» Exercise requirements
Lay out the lines below as a Markdown table with the columns Row and Line, numbering each line and leaving out blank lines.

» Available data
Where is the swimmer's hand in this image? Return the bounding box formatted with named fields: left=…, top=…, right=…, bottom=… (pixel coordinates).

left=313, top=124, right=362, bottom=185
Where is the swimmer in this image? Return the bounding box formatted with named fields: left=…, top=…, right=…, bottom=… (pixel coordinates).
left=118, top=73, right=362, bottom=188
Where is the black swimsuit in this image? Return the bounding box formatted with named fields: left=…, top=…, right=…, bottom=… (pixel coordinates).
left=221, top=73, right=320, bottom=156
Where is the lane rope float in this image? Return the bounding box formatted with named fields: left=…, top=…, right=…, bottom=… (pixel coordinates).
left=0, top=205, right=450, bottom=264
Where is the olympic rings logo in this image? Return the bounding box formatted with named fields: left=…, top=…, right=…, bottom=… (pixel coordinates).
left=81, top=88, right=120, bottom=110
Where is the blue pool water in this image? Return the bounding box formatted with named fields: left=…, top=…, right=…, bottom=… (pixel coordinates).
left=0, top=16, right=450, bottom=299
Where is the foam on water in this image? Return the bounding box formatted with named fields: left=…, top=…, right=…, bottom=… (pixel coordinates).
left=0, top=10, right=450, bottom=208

» Exercise solution
| Row | Line |
|---|---|
| 1 | Where is the swimmer's hand in this image? Return the bounding box formatted with named fields: left=…, top=…, right=…, bottom=… (pixel coordinates). |
| 2 | left=313, top=124, right=362, bottom=185 |
| 3 | Where is the swimmer in this image? Return the bounding box formatted with named fields: left=…, top=…, right=…, bottom=… (pixel coordinates). |
| 4 | left=118, top=73, right=362, bottom=188 |
| 5 | Where is the black swimsuit in this image? Return the bounding box formatted with named fields: left=…, top=…, right=…, bottom=… (pixel coordinates). |
| 6 | left=221, top=73, right=320, bottom=156 |
| 7 | Where is the lane rope float in this image? Return the bounding box formatted with named fields: left=…, top=…, right=…, bottom=… (pixel coordinates). |
| 8 | left=0, top=205, right=450, bottom=264 |
| 9 | Where is the olympic rings logo in this image? Return the bounding box formatted with named fields: left=…, top=…, right=…, bottom=… (pixel coordinates). |
| 10 | left=81, top=88, right=120, bottom=110 |
| 11 | Where is the blue pool water in this image? Return the bounding box formatted with named fields: left=…, top=…, right=…, bottom=… (pixel coordinates). |
| 12 | left=0, top=16, right=450, bottom=299 |
| 13 | Where is the foam on water in this image? Return the bounding box formatted with named fields: left=…, top=…, right=…, bottom=… (pixel coordinates). |
| 14 | left=0, top=10, right=450, bottom=208 |